PAGE TEXT:
Great!! You now know how to use the trackBy function with the *ngFor directive to optimize the performance of lists in Angular. To understand all the magic behind the recipe, see the next section.

How it works…

The *ngFor directive by default assumes that the object itself is its unique identity, which means that if you just change a property in an object used in the *ngFor directive, it won't re-render the template for that object. However, if you provide a new object in its place (different reference in memory), the content for the particular item will re-render. This is what we actually do in this recipe to reproduce the performance-issue content. In the data.service.ts file, we have the following code for the updateUser() method:

updateUser(updatedUser: AppUserCard) {

    this.users = this.users.map((user) => {

      if (user.email === updatedUser.email) {

        return {

      ...updatedUser,

   };

      }

      // this tells angular that every object has now       a different reference

      return { ...user };

    });

  }

Notice that we use the object spread operator ( { … } ) to return a new object for each item in the array. This tells the *ngFor directive to re-render the UI for each item in the listItems array in the TheAmazingListComponent class. Suppose you send a query to the server to find or filter users. The server could return a response that has 100 users. Out of those 100, about 90 were already rendered on the view, and only 10 are different. Angular, however, would re-render the UI for all the list items because of the following potential reasons (but not limited to these):

  • The sorting/placement of the users could have changed.
  • The length of the users could have changed.

Now, we want to avoid using the object reference as the unique identifier for each list item. For our use case, we know that each user's email is unique, therefore we use the trackBy function to tell Angular to use the user's email as the unique identifier. Now, even if we return a new object for each user after a user update from the updateUser() method (as previously shown), Angular doesn't re-render all the list items. This is because the new objects (users) have the same email and Angular uses it to track them. Pretty cool, right?

Now that you've learned how the recipe works, see the next section to view a link for further reading.

See also

Moving heavy computation to pure pipes

In Angular, we have a particular way of writing components. Since Angular is heavily opinionated, we already have a lot of guidelines from the community and the Angular team on what to consider when writing components—for example, making HTTP calls directly from a component is considered a not-so-good practice. Similarly, if we have heavy computation in a component, this is also not considered a good practice. And when the view depends upon a transformed version of the data using a computation constantly, it makes sense to use Angular pipes. In this recipe, you'll learn how to use Angular pure pipes to avoid heavy computation within components.

Getting ready

The project we are going to work with resides in Chapter12/start_here/using-pure-pipes, inside the cloned repositor:

  1. Open the project in VS Code.
  2. Open the terminal and run npm install to install the dependencies of the project.
  3. Run the ng serve -o command to start the Angular app and serve it on the browser. You should see the app, as follows:
Figure 12.20 – using-pure-pipes app running at http://localhost:4200

Figure 12.20 – using-pure-pipes app running at http://localhost:4200

Now that we have the project served on the browser, let's see the steps of the recipe in the next section.

DATASET EXTRACT:
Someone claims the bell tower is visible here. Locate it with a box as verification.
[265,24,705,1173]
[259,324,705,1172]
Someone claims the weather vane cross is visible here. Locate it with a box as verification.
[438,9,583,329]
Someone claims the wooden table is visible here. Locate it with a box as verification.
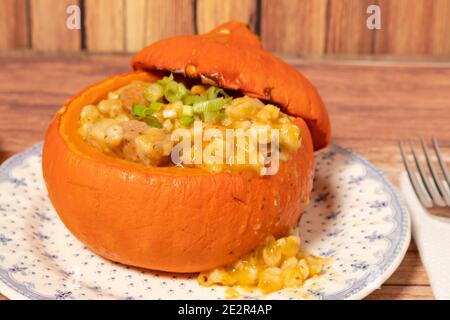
[0,53,450,299]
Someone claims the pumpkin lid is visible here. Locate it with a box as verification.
[132,21,330,150]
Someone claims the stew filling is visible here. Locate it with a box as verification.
[197,233,325,297]
[79,74,301,173]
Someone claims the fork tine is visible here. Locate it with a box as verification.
[432,137,450,186]
[409,140,446,207]
[399,142,433,208]
[420,137,450,206]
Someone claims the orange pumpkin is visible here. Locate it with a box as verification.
[43,22,330,272]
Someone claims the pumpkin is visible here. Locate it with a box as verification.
[42,22,330,272]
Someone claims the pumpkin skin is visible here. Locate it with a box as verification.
[42,21,329,272]
[132,21,331,150]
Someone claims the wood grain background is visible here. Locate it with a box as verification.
[0,0,450,59]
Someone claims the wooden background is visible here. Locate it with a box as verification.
[0,0,450,60]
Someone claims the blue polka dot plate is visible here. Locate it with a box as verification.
[0,144,410,299]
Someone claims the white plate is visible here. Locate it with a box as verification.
[0,144,411,299]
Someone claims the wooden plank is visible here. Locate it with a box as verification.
[375,0,450,56]
[125,0,195,52]
[0,0,30,49]
[326,0,375,54]
[196,0,258,33]
[261,0,327,56]
[30,0,81,51]
[84,0,125,52]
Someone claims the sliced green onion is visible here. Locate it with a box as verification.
[192,98,229,113]
[145,116,162,128]
[131,104,148,119]
[144,83,164,101]
[206,86,229,100]
[148,101,164,112]
[183,105,194,117]
[183,95,206,106]
[203,111,225,122]
[178,116,194,126]
[164,81,188,102]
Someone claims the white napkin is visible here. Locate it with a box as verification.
[400,172,450,300]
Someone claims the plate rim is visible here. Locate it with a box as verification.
[0,141,411,300]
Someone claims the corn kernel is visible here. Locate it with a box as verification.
[281,266,304,288]
[191,85,206,95]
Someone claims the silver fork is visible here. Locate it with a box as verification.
[399,137,450,210]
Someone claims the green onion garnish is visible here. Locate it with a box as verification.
[178,116,194,126]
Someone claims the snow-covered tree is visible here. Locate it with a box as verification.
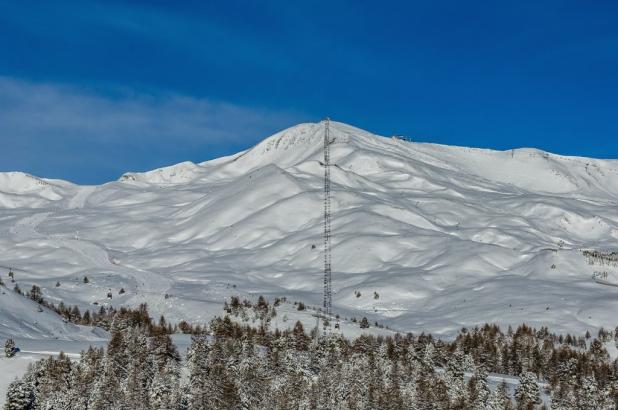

EXERCISE INSTRUCTIONS:
- 1) Reproduce the Angular performance text from "Moving heavy computation" up to and including "in VS Code.".
- 2) Rewrite the records from their start up to and including the line with "[0,144,410,299]", changing "verification" to "confirmation" and leaving everything else unchanged. Leave the pictures out of your answer.

SOLUTIONS TO THE PROBLEMS:
- 1)
Moving heavy computation to pure pipes

In Angular, we have a particular way of writing components. Since Angular is heavily opinionated, we already have a lot of guidelines from the community and the Angular team on what to consider when writing components—for example, making HTTP calls directly from a component is considered a not-so-good practice. Similarly, if we have heavy computation in a component, this is also not considered a good practice. And when the view depends upon a transformed version of the data using a computation constantly, it makes sense to use Angular pipes. In this recipe, you'll learn how to use Angular pure pipes to avoid heavy computation within components.

Getting ready

The project we are going to work with resides in Chapter12/start_here/using-pure-pipes, inside the cloned repositor:

  1. Open the project in VS Code.

- 2)
Someone claims the bell tower is visible here. Locate it with a box as confirmation.
[265,24,705,1173]
[259,324,705,1172]
Someone claims the weather vane cross is visible here. Locate it with a box as confirmation.
[438,9,583,329]
Someone claims the wooden table is visible here. Locate it with a box as confirmation.
[0,53,450,299]
Someone claims the pumpkin lid is visible here. Locate it with a box as confirmation.
[132,21,330,150]
Someone claims the stew filling is visible here. Locate it with a box as confirmation.
[197,233,325,297]
[79,74,301,173]
Someone claims the fork tine is visible here. Locate it with a box as confirmation.
[432,137,450,186]
[409,140,446,207]
[399,142,433,208]
[420,137,450,206]
Someone claims the orange pumpkin is visible here. Locate it with a box as confirmation.
[43,22,330,272]
Someone claims the pumpkin is visible here. Locate it with a box as confirmation.
[42,22,330,272]
Someone claims the pumpkin skin is visible here. Locate it with a box as confirmation.
[42,21,329,272]
[132,21,331,150]
Someone claims the wood grain background is visible here. Locate it with a box as confirmation.
[0,0,450,59]
Someone claims the wooden background is visible here. Locate it with a box as confirmation.
[0,0,450,60]
Someone claims the blue polka dot plate is visible here. Locate it with a box as confirmation.
[0,144,410,299]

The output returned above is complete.